### PROMPT
Copy the material below without changes, from the line containing "For sports analytics purposes, locate the white banner" through the line containing "[416,234,548,416]", including both of those lines.

### RECORDS TO USE
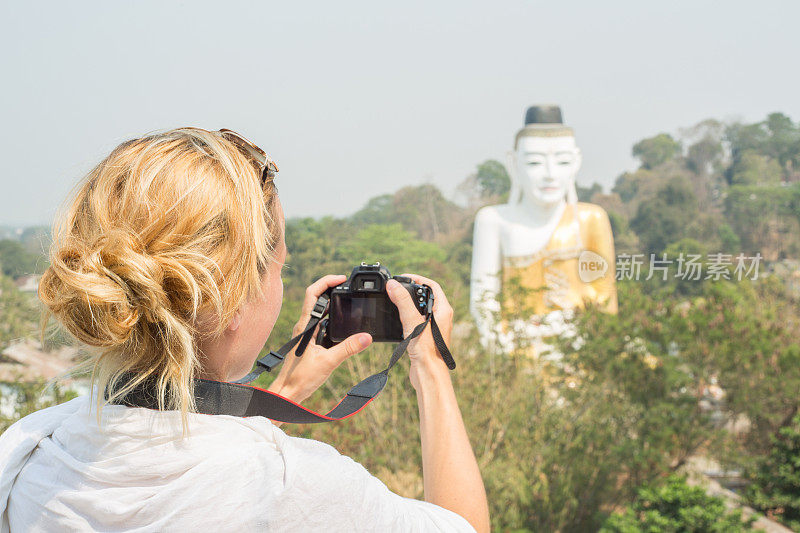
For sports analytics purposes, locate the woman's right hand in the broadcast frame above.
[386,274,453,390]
--
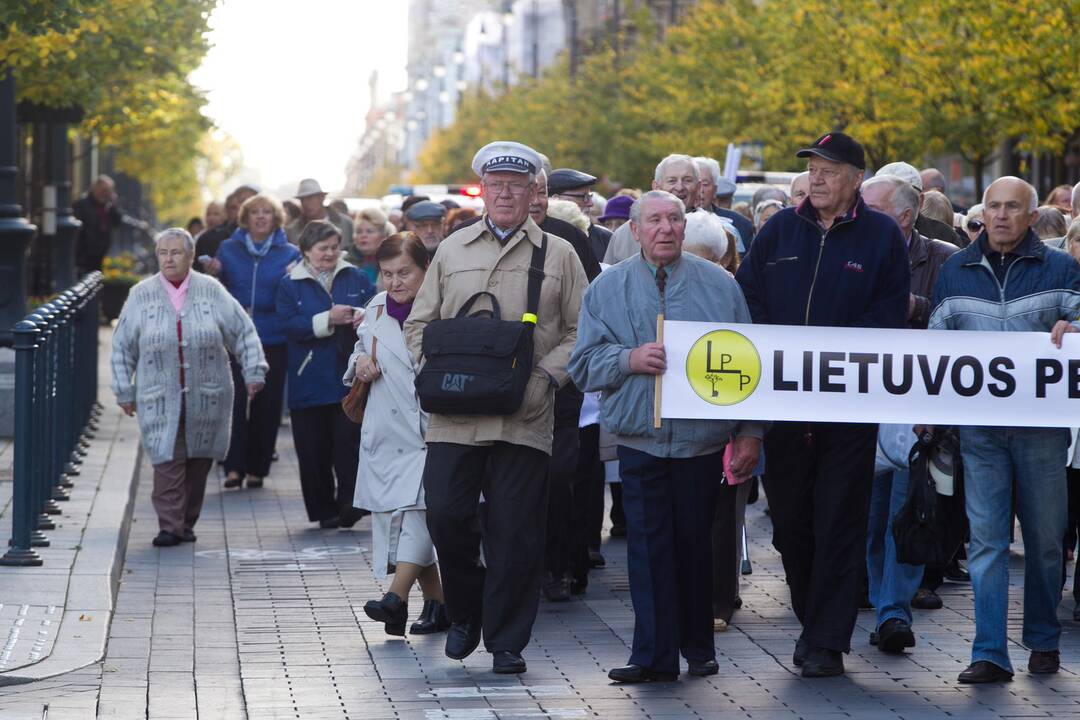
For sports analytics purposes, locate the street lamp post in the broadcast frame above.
==
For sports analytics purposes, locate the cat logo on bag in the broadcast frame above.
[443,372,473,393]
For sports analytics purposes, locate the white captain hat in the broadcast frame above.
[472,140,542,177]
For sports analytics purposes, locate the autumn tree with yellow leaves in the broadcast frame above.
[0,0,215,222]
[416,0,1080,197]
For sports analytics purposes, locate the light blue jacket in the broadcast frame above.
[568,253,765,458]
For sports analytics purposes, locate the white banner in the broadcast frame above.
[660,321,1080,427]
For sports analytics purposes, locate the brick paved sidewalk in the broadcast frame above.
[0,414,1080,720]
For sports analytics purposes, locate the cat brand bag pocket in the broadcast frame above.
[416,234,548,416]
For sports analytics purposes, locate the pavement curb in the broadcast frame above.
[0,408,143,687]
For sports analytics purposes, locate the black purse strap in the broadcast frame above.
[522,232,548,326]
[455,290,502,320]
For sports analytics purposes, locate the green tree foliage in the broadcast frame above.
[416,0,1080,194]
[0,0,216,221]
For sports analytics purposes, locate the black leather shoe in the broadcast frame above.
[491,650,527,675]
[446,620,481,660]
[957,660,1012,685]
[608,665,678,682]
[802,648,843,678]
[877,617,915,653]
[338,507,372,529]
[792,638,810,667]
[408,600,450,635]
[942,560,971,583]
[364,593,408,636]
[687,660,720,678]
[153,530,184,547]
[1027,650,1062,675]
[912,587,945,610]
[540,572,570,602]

### THE SOLUTION
For sports analytics purposes, locate the white banner in the broadcast frame above.
[660,321,1080,427]
For sports analytics purposes, locate the brick paved sidewalk in the broadcast frame above.
[0,414,1080,720]
For sports analytics purposes, locate the cat brand bag pocket in the broadcast frame above.
[416,234,548,416]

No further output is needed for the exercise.